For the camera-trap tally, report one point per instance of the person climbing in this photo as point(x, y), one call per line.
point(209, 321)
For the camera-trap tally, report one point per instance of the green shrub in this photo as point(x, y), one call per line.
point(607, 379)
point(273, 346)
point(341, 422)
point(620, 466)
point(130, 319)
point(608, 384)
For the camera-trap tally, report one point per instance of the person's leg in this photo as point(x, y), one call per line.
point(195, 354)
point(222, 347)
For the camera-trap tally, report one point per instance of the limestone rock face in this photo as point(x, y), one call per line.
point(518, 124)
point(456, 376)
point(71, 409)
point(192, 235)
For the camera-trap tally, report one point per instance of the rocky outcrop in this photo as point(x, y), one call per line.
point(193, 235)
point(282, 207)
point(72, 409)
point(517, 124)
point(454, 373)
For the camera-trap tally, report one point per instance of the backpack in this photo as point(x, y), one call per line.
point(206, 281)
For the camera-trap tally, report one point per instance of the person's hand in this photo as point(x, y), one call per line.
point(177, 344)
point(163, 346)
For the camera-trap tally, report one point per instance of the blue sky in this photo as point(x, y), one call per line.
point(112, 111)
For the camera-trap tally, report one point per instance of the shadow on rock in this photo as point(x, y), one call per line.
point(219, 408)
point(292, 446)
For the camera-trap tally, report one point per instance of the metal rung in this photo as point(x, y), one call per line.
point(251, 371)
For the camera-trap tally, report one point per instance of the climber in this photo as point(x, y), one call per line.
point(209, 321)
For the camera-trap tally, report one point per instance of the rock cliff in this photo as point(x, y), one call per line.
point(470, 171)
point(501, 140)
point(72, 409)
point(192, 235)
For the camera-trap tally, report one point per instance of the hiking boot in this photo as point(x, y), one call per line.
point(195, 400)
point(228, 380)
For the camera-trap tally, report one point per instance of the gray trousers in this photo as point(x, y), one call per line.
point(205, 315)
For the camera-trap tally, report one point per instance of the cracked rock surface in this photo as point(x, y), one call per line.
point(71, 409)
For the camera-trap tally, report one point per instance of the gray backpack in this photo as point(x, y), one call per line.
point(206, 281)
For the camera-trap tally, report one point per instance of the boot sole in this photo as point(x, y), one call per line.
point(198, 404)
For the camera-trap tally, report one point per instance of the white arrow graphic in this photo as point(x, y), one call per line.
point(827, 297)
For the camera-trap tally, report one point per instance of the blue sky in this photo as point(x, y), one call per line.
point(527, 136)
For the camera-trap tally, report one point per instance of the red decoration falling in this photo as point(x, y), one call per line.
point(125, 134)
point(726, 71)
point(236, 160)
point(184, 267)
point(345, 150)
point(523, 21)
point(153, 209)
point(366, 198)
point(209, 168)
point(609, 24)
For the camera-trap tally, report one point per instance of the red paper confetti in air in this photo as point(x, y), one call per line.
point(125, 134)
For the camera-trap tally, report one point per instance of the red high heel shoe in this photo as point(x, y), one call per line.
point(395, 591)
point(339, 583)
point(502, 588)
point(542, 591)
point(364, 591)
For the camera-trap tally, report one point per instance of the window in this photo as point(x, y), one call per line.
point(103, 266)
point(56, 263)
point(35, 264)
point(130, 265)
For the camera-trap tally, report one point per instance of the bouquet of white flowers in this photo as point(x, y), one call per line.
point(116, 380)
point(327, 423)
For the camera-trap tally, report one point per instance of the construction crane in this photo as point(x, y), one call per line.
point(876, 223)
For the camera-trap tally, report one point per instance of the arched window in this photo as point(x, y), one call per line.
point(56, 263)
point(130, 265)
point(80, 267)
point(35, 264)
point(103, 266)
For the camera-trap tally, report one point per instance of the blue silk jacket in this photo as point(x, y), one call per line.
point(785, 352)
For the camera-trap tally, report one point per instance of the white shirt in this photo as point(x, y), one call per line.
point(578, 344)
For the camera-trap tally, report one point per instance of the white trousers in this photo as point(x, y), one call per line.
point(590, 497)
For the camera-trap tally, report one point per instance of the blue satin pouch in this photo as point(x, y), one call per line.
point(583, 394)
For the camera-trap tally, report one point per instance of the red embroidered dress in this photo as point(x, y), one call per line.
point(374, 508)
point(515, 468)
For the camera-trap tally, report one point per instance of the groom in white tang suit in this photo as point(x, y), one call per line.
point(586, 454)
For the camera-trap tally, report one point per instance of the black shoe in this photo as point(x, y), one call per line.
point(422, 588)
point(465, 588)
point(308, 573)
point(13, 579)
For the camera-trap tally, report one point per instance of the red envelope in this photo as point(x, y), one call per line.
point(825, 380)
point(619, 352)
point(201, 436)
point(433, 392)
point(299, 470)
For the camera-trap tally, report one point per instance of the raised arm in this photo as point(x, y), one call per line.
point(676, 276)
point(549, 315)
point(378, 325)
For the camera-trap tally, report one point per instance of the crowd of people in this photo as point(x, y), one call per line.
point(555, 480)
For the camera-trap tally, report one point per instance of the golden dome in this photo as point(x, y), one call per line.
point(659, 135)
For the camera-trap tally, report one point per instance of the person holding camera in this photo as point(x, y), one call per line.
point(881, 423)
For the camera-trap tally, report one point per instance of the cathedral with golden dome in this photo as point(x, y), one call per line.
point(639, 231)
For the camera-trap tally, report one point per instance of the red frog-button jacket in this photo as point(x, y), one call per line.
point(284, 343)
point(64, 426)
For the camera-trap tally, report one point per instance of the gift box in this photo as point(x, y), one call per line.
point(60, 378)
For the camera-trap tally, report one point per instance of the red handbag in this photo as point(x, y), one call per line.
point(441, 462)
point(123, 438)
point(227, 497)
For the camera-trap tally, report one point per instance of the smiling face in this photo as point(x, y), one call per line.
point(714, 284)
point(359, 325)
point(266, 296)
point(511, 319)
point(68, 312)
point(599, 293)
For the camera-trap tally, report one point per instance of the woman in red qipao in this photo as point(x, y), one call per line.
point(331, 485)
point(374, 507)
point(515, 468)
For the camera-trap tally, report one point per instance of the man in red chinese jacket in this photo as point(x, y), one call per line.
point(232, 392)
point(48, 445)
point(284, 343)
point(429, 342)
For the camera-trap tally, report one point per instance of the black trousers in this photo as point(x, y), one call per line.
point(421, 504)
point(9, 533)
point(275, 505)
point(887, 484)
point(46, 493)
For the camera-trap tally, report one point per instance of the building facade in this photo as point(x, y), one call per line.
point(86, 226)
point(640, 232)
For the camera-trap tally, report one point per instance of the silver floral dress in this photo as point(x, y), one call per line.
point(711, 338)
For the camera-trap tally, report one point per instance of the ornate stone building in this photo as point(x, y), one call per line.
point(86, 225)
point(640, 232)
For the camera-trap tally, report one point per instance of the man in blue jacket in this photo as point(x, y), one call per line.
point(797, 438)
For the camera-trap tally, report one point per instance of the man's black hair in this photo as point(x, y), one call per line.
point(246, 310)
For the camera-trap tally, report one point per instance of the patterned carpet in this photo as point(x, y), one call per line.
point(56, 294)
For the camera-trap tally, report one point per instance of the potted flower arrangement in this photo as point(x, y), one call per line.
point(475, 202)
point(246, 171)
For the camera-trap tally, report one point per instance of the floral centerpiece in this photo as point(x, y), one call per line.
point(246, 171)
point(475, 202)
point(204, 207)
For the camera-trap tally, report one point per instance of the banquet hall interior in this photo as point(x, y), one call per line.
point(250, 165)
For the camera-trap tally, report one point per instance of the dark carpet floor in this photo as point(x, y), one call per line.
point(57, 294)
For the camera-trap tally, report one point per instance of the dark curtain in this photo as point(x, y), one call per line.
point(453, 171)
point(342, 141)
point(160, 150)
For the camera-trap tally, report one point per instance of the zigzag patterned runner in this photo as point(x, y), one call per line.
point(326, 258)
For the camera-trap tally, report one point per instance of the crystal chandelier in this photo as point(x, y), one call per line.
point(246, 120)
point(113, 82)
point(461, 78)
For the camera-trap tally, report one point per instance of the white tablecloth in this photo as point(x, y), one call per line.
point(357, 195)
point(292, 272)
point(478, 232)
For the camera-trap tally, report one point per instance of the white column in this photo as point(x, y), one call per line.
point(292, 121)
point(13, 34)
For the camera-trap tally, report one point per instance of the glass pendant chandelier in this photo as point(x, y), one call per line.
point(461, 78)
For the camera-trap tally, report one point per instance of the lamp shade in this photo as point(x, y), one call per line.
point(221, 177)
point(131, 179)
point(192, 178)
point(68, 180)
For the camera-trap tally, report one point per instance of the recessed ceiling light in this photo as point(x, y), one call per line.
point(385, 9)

> [Your objective] Retype every line from the one containing "the gray backpack" down to the one containing "point(827, 297)", both included.

> [Exercise answer]
For the camera-trap tally, report one point per instance of the gray backpack in this photo as point(x, y), one call per line.
point(206, 281)
For the camera-trap tally, report one point per instance of the boot sole in this photo as point(x, y), one call per line.
point(198, 404)
For the camera-trap tally, report one point per instance of the white arrow graphic in this photo as point(x, y), one call per line.
point(827, 297)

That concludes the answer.